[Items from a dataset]
(begin)

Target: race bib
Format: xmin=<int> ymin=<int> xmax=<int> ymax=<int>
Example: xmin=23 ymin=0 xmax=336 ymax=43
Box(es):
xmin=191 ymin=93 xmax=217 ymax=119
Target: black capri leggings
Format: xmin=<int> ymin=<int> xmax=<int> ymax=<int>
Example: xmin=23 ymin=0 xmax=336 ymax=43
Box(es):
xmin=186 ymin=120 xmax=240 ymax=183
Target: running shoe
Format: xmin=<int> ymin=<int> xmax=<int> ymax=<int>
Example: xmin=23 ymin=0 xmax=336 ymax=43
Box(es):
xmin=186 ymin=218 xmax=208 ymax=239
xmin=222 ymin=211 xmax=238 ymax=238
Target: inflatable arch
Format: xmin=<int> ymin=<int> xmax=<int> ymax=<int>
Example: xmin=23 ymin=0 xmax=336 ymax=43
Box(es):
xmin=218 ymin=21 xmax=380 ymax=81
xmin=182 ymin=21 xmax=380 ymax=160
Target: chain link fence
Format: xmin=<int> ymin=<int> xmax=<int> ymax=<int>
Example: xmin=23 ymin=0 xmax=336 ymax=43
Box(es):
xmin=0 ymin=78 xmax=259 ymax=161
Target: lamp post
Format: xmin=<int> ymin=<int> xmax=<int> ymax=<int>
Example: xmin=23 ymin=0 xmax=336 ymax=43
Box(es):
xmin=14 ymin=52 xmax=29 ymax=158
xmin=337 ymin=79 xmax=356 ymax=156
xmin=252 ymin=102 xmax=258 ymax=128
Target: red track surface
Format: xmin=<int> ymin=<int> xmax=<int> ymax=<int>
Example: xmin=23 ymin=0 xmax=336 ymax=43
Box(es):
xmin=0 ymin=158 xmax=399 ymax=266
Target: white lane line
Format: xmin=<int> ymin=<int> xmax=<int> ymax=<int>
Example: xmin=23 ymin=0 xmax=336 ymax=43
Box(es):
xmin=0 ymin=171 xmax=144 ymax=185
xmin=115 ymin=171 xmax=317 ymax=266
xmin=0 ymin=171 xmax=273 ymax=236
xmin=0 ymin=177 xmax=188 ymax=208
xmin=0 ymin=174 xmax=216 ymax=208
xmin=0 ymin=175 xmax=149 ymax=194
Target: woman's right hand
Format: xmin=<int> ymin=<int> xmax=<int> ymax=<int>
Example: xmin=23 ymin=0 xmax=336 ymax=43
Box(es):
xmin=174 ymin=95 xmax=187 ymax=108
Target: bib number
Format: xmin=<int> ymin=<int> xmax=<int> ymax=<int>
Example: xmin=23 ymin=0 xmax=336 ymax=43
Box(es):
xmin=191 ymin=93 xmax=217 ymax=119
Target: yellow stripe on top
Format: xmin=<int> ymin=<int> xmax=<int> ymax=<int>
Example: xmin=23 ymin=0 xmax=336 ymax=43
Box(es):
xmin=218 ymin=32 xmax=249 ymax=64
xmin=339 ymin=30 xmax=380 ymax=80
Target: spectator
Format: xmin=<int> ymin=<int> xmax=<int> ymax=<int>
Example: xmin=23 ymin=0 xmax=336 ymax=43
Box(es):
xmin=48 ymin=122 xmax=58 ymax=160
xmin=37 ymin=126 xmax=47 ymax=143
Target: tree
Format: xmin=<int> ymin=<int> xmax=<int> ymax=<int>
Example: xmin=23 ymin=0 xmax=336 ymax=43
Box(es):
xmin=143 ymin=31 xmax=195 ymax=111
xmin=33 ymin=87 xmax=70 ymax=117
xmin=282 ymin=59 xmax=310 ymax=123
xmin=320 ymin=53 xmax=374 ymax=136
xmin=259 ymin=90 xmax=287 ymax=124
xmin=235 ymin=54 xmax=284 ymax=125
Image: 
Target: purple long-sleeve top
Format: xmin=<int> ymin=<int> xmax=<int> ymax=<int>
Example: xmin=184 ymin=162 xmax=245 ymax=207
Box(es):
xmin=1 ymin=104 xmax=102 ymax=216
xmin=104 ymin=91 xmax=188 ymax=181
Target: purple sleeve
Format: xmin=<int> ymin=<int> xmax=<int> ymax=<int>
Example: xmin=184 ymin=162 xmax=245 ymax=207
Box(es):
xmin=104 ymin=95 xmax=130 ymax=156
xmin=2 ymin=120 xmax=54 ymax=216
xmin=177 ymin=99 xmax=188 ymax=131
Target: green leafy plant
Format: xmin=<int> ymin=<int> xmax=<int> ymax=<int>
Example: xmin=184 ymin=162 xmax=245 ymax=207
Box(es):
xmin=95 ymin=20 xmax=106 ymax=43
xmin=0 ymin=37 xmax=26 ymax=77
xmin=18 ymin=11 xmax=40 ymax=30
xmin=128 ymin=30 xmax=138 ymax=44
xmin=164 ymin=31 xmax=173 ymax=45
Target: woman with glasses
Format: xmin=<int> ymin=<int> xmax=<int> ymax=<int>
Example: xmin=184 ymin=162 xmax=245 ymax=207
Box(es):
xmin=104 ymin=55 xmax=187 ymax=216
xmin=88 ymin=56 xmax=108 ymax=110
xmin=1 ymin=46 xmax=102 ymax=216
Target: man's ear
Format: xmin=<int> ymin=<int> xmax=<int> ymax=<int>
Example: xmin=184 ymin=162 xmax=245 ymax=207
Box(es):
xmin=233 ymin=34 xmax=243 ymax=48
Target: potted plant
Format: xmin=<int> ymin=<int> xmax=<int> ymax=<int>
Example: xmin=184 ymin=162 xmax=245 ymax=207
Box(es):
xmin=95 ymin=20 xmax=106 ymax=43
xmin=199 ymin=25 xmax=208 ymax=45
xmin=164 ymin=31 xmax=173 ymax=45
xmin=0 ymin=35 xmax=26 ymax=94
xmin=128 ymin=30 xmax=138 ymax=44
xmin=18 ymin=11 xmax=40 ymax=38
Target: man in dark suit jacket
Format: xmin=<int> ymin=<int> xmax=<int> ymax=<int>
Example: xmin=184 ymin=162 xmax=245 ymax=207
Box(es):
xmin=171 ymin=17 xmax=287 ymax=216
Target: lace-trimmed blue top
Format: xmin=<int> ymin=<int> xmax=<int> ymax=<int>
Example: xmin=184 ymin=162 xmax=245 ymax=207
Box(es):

(end)

Short problem ▸ Extract each line of the material exactly as it stands.

Response to this exercise ▸
Target: race bib
Format: xmin=<int> ymin=<int> xmax=<int> ymax=<int>
Example: xmin=23 ymin=0 xmax=336 ymax=43
Box(es):
xmin=191 ymin=93 xmax=217 ymax=119
Target: black capri leggings
Format: xmin=<int> ymin=<int> xmax=<int> ymax=<int>
Example: xmin=23 ymin=0 xmax=336 ymax=43
Box(es):
xmin=186 ymin=120 xmax=240 ymax=183
Target: running shoe
Format: xmin=<int> ymin=<int> xmax=<int> ymax=<int>
Example: xmin=23 ymin=0 xmax=336 ymax=43
Box(es):
xmin=186 ymin=218 xmax=208 ymax=239
xmin=222 ymin=211 xmax=238 ymax=238
Target: inflatable arch
Format: xmin=<int> ymin=<int> xmax=<int> ymax=<int>
Example: xmin=23 ymin=0 xmax=336 ymax=43
Box(es):
xmin=218 ymin=21 xmax=380 ymax=81
xmin=182 ymin=21 xmax=380 ymax=160
Target: chain link fence
Format: xmin=<int> ymin=<int> xmax=<int> ymax=<int>
Example: xmin=23 ymin=0 xmax=336 ymax=43
Box(es):
xmin=0 ymin=78 xmax=259 ymax=161
Target: lamp post
Format: xmin=<int> ymin=<int> xmax=<int> ymax=<int>
Example: xmin=23 ymin=0 xmax=336 ymax=43
Box(es):
xmin=14 ymin=52 xmax=29 ymax=158
xmin=337 ymin=79 xmax=356 ymax=156
xmin=252 ymin=102 xmax=258 ymax=128
Target: red track surface
Format: xmin=<int> ymin=<int> xmax=<int> ymax=<int>
Example: xmin=23 ymin=0 xmax=336 ymax=43
Box(es):
xmin=0 ymin=158 xmax=399 ymax=266
Target: white lane line
Format: xmin=<int> ymin=<int> xmax=<int> ymax=<int>
Example: xmin=23 ymin=0 xmax=336 ymax=43
Box(es):
xmin=0 ymin=171 xmax=144 ymax=185
xmin=115 ymin=171 xmax=317 ymax=266
xmin=0 ymin=171 xmax=273 ymax=236
xmin=0 ymin=177 xmax=188 ymax=208
xmin=0 ymin=174 xmax=216 ymax=208
xmin=0 ymin=175 xmax=149 ymax=194
Target: woman's right hand
Format: xmin=<int> ymin=<int> xmax=<int> ymax=<int>
Example: xmin=23 ymin=0 xmax=336 ymax=43
Box(es):
xmin=174 ymin=95 xmax=187 ymax=108
Target: bib number
Format: xmin=<int> ymin=<int> xmax=<int> ymax=<int>
Example: xmin=23 ymin=0 xmax=336 ymax=43
Box(es):
xmin=191 ymin=93 xmax=217 ymax=119
Target: yellow stripe on top
Format: xmin=<int> ymin=<int> xmax=<int> ymax=<int>
Example: xmin=23 ymin=0 xmax=336 ymax=43
Box(es):
xmin=218 ymin=32 xmax=249 ymax=64
xmin=339 ymin=30 xmax=380 ymax=80
Target: spectator
Format: xmin=<int> ymin=<int> xmax=<int> ymax=<int>
Example: xmin=23 ymin=0 xmax=336 ymax=43
Box(es):
xmin=48 ymin=122 xmax=58 ymax=160
xmin=37 ymin=126 xmax=47 ymax=143
Target: tree
Format: xmin=<int> ymin=<int> xmax=<int> ymax=<int>
Example: xmin=23 ymin=0 xmax=336 ymax=43
Box(es):
xmin=143 ymin=31 xmax=195 ymax=111
xmin=33 ymin=87 xmax=70 ymax=117
xmin=282 ymin=59 xmax=310 ymax=123
xmin=320 ymin=53 xmax=374 ymax=136
xmin=259 ymin=90 xmax=287 ymax=124
xmin=235 ymin=54 xmax=284 ymax=125
Image: 
Target: purple long-sleeve top
Format: xmin=<int> ymin=<int> xmax=<int> ymax=<int>
Example: xmin=184 ymin=162 xmax=245 ymax=207
Box(es):
xmin=1 ymin=104 xmax=102 ymax=216
xmin=104 ymin=91 xmax=188 ymax=181
Target: purple sleeve
Format: xmin=<int> ymin=<int> xmax=<int> ymax=<int>
Example: xmin=184 ymin=162 xmax=245 ymax=207
Box(es):
xmin=104 ymin=95 xmax=130 ymax=156
xmin=2 ymin=120 xmax=54 ymax=216
xmin=177 ymin=99 xmax=188 ymax=131
Target: green leafy plant
Format: xmin=<int> ymin=<int> xmax=<int> ymax=<int>
Example: xmin=184 ymin=162 xmax=245 ymax=207
Box(es):
xmin=95 ymin=20 xmax=106 ymax=43
xmin=0 ymin=37 xmax=26 ymax=77
xmin=18 ymin=11 xmax=40 ymax=30
xmin=128 ymin=30 xmax=138 ymax=44
xmin=164 ymin=31 xmax=173 ymax=45
Target: woman with glasses
Format: xmin=<int> ymin=<int> xmax=<int> ymax=<int>
Example: xmin=184 ymin=162 xmax=245 ymax=207
Box(es):
xmin=104 ymin=55 xmax=187 ymax=216
xmin=88 ymin=56 xmax=108 ymax=110
xmin=1 ymin=46 xmax=102 ymax=216
Target: man's ear
Format: xmin=<int> ymin=<int> xmax=<int> ymax=<int>
Example: xmin=184 ymin=162 xmax=245 ymax=207
Box(es):
xmin=233 ymin=34 xmax=243 ymax=48
Target: potted plant
Format: xmin=<int> ymin=<int> xmax=<int> ymax=<int>
Example: xmin=184 ymin=162 xmax=245 ymax=207
Box(es):
xmin=95 ymin=20 xmax=106 ymax=43
xmin=199 ymin=25 xmax=208 ymax=45
xmin=164 ymin=31 xmax=173 ymax=45
xmin=0 ymin=35 xmax=26 ymax=94
xmin=128 ymin=30 xmax=138 ymax=44
xmin=18 ymin=11 xmax=40 ymax=38
Target: man in dark suit jacket
Format: xmin=<int> ymin=<int> xmax=<int> ymax=<int>
Example: xmin=184 ymin=162 xmax=245 ymax=207
Box(es):
xmin=171 ymin=17 xmax=287 ymax=216
Target: lace-trimmed blue top
Format: xmin=<int> ymin=<int> xmax=<int> ymax=<int>
Example: xmin=184 ymin=162 xmax=245 ymax=207
Box(es):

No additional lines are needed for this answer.